---------- Quoted text ----------

Peter Bauer and the third world.

AuthorDaniels, Anthony

I am deeply honored to be able to speak to you tonight, but feel slightly guilty that I am here under false pretenses. I am not one of the preeminent scholars, as the program has so generously suggested, and among whom I now find myself, or indeed a scholar of any description, but rather a mere part-time scribbler. My sole qualification for speaking is that I was a friend of Peter Bauer's, a man of whom, above all other men whom it has been my privilege to meet, can it truly be said that to know him was to love him. When I think of him, I recall Dr. Johnson's beautiful tribute to his friend, Sir Joshua Reynolds: "Sir Joshua Reynolds, sir, is the most invulnerable man I know; the man with whom if you should quarrel, you would find the most difficulty how to abuse."

I don't think Peter's wonderful character was entirely irrelevant to the development of his ideas. In an age that often has difficulty in distinguishing earnestness from seriousness, and lightheartedness from frivolity, he was upright, honest, fearless, and fun-loving, which are not qualities, need I tell you, that always or even often go together. He did not think that life was inevitably, or ought to be a grind, or that all enjoyment must be deferred until the world be made right. And he was fundamentally optimistic in the sense that he believed ordinary people were perfectly capable of creating decent lives for themselves in the here and now, if only we--that is to say, the intellectuals of the world--would get out of their way and stop filling their minds with poison.

----------

Set exercise 1:
Answer these questions from the speech about Peter Bauer.
(a) Whose tribute to which friend does the speaker recall when thinking of Peter?
(b) What four qualities does the speaker say Peter had?
(c) According to the speech, who should get out of ordinary people's way?

---------- Task material ----------

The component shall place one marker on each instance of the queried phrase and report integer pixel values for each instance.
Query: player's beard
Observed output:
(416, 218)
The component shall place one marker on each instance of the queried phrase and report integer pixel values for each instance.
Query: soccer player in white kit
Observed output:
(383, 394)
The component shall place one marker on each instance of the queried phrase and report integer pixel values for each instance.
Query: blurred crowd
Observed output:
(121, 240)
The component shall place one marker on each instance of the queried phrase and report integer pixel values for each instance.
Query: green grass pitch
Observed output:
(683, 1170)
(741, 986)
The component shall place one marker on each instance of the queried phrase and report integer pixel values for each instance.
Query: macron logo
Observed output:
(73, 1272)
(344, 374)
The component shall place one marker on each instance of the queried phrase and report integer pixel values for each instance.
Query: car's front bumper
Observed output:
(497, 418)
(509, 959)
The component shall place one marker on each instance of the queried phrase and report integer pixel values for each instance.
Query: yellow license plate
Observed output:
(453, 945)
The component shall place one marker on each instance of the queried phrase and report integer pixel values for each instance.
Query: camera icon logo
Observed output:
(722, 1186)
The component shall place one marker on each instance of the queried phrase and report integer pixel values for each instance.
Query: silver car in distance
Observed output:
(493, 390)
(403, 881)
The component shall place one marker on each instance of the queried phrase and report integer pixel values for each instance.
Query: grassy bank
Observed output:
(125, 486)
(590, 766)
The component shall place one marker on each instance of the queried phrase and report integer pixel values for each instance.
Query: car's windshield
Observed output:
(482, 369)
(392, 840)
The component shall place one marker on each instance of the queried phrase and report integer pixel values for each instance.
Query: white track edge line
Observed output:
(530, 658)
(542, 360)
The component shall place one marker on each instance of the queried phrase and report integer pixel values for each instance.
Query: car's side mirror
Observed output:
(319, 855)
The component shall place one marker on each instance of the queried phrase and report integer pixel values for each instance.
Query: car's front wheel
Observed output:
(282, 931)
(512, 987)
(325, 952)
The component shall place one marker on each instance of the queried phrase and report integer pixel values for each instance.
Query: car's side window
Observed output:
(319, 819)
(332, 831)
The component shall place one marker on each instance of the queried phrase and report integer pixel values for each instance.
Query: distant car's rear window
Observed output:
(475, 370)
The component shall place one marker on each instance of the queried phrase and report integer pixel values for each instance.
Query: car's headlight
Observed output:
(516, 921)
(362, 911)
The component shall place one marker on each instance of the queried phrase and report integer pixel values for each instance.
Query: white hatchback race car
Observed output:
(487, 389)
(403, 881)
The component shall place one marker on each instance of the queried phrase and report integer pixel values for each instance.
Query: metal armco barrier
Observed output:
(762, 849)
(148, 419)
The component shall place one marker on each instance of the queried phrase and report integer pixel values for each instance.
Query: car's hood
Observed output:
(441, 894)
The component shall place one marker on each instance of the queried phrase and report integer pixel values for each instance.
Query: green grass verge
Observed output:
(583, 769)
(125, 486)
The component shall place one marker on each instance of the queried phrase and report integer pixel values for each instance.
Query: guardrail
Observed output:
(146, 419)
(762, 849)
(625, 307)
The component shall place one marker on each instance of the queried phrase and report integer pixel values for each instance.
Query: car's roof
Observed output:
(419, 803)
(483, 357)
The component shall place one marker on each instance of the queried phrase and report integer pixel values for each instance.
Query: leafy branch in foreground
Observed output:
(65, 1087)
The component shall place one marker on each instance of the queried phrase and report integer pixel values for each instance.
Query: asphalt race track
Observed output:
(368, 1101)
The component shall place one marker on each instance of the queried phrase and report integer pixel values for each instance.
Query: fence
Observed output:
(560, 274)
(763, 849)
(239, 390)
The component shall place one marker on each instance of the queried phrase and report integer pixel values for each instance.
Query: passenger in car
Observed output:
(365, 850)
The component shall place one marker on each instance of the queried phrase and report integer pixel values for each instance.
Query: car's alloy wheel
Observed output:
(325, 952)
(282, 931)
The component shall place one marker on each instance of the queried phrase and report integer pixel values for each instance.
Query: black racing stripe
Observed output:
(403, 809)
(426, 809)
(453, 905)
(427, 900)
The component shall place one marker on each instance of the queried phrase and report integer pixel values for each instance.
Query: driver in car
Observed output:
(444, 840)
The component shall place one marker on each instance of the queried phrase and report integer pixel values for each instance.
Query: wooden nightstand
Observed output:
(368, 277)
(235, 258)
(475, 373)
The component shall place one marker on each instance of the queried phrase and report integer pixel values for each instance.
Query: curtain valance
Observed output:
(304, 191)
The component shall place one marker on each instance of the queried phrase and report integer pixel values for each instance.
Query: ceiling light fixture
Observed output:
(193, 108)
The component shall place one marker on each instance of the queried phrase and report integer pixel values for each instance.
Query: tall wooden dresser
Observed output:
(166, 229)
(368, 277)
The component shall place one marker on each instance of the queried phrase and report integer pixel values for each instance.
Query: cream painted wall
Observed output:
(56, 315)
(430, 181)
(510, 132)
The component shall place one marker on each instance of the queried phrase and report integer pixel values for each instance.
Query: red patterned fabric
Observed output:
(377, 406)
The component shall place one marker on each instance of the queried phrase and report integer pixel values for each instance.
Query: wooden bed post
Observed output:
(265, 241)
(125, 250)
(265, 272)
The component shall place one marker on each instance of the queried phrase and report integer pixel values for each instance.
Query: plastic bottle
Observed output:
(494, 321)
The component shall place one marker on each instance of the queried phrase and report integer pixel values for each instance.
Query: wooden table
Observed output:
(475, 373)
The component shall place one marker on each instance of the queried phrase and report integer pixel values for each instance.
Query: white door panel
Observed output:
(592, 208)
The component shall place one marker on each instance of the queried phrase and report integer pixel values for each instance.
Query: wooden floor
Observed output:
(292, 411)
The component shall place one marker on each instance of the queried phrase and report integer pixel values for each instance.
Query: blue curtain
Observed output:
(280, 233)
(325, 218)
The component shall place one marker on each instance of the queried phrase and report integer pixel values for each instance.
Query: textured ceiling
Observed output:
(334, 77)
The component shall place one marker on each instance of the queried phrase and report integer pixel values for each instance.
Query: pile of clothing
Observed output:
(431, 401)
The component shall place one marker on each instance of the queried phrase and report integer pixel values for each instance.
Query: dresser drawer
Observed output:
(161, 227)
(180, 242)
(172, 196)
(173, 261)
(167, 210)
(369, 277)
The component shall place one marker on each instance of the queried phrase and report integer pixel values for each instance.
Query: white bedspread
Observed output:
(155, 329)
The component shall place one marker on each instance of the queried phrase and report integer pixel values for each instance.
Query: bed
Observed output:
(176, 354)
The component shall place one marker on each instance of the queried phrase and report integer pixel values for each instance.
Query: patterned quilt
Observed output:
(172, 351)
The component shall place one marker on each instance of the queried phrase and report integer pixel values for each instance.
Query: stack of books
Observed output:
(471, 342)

----------

Set exercise 2: Pick out each line of the listing that contains the word "ceiling".

Task output 1:
(a) Dr. Johnson's tribute to his friend Sir Joshua Reynolds.
(b) He was upright, honest, fearless, and fun-loving.
(c) The intellectuals of the world.

Task output 2:
Query: ceiling light fixture
Query: textured ceiling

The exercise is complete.